### Description of the task
Repeat exactly the lines of the entries below from the one with "Task: point to every instance of the white" through the one with "Task: point to every instance of the pom", both ends included, and nothing else.

### Supplied entries
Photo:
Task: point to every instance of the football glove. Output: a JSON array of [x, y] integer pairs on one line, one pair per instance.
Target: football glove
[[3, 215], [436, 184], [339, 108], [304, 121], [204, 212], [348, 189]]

--

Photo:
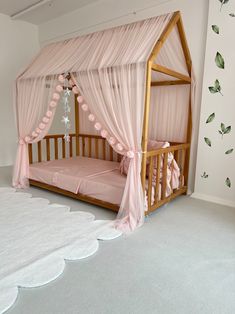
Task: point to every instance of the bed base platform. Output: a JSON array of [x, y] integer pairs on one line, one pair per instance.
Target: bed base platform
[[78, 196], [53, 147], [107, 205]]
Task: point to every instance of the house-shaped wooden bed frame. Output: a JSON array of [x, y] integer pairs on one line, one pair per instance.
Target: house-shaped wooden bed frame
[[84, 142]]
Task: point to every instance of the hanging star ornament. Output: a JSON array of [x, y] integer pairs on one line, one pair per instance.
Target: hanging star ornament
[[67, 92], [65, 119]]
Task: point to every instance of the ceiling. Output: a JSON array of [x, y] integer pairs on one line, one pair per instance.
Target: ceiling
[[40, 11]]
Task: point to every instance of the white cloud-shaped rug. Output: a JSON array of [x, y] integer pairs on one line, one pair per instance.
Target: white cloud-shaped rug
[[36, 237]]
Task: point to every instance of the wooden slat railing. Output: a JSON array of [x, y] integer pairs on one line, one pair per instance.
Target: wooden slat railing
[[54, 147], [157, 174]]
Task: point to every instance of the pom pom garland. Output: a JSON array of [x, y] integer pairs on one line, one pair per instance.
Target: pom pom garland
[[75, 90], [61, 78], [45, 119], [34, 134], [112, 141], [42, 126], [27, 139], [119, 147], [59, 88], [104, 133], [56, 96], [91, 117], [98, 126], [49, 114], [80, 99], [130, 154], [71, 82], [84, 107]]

### Written solution
Task: point to every instance of the white cloud-shaped rug. Output: a JSON array of [x, y] integer pairs on one line, one pair per instance.
Target: white cloud-shaped rug
[[36, 237]]
Task: point to every instance of the wooden slat railing. Output: a JSON array of [x, y] integer pairs on one line, one pair per instance.
Target: wooden slat railing
[[54, 147], [157, 174]]
Task: point to every instance of the pom pom garland. Output: a JSON array of [x, y] integer pairs on one line, one pair per instance.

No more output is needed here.